-- START OF DOCUMENT SECTION --
Review / ‘Silence’ (MA) *** and a half

IF you try to find a cogent explanation of Martin Scorsese’s objective from his 167 minutes long filming of Shusaku Endo’s novel of the conflict between the Japanese emperor in the middle of the 17th century and the attempt by the Jesuits to establish Catholicism in that country, whatever conclusion you reach is likely to be only marginally significant or satisfying.

The screenplay by Jay Cocks and Scorsese canvasses moral, religious and emotional issues as the film accompanies Fathers Rodrigues (Andrew Garfield) and Garupe (Adam Driver), despatched to Japan to catch up on what Father Cristovao Ferreira (1580-1650, the film’s only character with an authentic history and here played by Liam Neeson) has been doing since handing his last report several years earlier to a Dutch trader for delivery to the Order in Portugal.
-- END OF DOCUMENT SECTION --
-- START OF INFORMATION PROVIDED --
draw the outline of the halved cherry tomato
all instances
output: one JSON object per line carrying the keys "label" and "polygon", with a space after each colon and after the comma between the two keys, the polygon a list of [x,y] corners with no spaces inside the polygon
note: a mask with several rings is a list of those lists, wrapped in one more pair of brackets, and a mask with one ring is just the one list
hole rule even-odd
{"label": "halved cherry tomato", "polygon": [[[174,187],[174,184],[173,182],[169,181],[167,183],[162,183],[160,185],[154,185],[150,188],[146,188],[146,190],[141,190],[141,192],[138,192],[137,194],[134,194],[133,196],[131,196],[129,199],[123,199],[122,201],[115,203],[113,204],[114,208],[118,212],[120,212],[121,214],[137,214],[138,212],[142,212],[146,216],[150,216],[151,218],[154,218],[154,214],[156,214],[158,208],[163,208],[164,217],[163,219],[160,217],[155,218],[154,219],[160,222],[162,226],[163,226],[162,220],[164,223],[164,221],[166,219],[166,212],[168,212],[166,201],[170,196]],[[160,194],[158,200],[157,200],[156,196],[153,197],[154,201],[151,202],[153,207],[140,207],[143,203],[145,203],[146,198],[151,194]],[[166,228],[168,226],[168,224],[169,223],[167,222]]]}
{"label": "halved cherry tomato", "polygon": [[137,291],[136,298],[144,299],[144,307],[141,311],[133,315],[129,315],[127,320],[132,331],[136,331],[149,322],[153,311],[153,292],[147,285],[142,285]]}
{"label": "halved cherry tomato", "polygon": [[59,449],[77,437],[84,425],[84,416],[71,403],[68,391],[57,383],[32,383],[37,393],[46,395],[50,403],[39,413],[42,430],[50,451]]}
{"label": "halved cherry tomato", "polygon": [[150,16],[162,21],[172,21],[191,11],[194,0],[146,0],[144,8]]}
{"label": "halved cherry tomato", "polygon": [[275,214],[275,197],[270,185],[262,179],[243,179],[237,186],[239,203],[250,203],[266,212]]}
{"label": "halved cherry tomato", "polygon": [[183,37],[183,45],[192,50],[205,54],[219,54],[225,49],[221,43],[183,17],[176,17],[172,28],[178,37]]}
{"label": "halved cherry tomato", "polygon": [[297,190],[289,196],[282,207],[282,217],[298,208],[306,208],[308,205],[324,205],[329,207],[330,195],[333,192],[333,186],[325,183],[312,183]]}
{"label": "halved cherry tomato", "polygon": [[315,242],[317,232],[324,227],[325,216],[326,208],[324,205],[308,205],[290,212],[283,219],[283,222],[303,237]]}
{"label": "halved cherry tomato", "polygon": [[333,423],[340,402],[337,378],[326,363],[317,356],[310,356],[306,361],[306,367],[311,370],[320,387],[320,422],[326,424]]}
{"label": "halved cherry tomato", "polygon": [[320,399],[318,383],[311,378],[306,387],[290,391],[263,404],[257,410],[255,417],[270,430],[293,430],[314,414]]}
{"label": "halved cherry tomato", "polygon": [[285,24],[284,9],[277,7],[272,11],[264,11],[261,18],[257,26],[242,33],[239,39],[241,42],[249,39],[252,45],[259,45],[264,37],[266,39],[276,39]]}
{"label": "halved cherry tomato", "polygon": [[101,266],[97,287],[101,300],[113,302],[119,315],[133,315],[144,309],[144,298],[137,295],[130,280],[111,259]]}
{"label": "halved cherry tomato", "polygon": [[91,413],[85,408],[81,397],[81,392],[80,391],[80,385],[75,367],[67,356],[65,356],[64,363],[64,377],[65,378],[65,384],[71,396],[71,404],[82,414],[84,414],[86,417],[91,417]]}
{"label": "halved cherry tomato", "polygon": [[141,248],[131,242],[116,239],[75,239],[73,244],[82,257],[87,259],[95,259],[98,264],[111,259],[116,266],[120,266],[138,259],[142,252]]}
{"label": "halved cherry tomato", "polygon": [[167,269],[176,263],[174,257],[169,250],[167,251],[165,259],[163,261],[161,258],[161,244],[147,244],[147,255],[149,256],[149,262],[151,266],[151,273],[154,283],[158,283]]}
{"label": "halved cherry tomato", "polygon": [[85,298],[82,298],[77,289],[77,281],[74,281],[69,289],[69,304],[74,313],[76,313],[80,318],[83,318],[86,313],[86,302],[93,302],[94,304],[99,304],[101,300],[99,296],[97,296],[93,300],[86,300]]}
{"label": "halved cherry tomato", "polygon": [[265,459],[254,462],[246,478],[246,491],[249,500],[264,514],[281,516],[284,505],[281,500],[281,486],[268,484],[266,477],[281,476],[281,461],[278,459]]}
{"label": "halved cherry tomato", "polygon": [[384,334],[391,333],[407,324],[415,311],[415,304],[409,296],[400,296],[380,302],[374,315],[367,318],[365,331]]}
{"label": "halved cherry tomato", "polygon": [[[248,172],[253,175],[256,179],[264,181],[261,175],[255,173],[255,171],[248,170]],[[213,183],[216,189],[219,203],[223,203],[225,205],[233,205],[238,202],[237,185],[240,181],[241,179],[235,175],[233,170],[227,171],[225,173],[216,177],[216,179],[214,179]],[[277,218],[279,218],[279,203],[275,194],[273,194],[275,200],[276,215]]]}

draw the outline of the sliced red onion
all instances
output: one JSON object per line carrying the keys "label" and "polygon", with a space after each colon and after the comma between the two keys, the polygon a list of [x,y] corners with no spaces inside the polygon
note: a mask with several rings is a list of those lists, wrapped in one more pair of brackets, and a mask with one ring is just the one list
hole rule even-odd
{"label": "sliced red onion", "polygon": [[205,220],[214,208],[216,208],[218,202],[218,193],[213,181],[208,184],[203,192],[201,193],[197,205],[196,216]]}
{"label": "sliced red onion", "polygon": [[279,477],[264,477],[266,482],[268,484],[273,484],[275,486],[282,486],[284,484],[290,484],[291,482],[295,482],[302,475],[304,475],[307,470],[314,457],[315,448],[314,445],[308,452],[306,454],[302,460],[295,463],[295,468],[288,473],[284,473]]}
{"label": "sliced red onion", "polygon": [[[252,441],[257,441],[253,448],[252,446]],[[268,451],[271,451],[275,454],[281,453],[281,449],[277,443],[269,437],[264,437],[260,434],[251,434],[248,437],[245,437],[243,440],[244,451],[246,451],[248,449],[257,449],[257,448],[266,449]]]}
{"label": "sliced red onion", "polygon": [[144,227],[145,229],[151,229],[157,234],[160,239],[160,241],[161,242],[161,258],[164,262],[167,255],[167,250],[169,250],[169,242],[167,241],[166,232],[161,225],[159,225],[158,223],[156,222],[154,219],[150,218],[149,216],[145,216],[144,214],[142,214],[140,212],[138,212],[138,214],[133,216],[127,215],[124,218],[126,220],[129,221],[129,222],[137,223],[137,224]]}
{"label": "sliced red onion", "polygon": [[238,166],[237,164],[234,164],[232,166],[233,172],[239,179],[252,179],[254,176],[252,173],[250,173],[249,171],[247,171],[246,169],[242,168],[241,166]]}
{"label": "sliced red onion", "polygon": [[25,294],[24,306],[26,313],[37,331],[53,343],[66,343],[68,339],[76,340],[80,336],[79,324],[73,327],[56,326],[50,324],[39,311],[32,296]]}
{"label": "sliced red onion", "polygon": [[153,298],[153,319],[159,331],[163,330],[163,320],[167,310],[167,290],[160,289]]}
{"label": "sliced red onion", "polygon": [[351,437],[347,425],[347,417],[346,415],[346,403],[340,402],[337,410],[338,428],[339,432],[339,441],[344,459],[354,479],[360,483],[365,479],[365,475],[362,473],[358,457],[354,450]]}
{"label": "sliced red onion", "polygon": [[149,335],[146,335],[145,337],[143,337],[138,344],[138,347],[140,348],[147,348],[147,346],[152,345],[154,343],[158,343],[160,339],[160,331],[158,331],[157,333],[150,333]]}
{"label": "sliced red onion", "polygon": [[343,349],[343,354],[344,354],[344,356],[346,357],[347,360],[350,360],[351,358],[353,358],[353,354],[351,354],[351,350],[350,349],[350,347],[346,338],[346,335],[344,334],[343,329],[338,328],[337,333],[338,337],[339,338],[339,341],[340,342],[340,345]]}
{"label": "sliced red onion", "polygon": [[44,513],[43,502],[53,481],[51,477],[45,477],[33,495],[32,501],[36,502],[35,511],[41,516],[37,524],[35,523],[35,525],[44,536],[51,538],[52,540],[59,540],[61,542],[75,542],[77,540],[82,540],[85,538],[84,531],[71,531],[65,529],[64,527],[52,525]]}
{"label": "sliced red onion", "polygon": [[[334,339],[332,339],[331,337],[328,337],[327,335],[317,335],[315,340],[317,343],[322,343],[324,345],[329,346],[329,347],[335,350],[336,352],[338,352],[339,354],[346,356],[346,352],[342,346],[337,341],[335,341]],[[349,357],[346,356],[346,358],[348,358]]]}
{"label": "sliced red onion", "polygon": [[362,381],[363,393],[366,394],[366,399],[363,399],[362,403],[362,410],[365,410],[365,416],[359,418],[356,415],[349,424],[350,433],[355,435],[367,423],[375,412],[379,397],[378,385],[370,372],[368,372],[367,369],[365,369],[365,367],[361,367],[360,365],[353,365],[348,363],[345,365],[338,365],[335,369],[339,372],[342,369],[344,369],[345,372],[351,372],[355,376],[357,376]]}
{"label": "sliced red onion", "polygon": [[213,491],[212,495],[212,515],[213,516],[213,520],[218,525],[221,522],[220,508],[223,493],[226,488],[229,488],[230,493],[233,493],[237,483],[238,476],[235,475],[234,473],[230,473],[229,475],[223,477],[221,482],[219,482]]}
-- END OF INFORMATION PROVIDED --
*PROBLEM DESCRIPTION*
Please say whether each statement below agrees with the review of Silence, answering yes or no and quoting the words of the review that decide it. 1. The film runs 167 minutes. 2. Scorsese wrote the screenplay alone. 3. Liam Neeson plays Father Garupe.

*SOLUTION BELOW*
1. Yes: "his 167 minutes long filming"
2. No: "The screenplay by Jay Cocks and Scorsese"
3. No: "Garupe (Adam Driver)"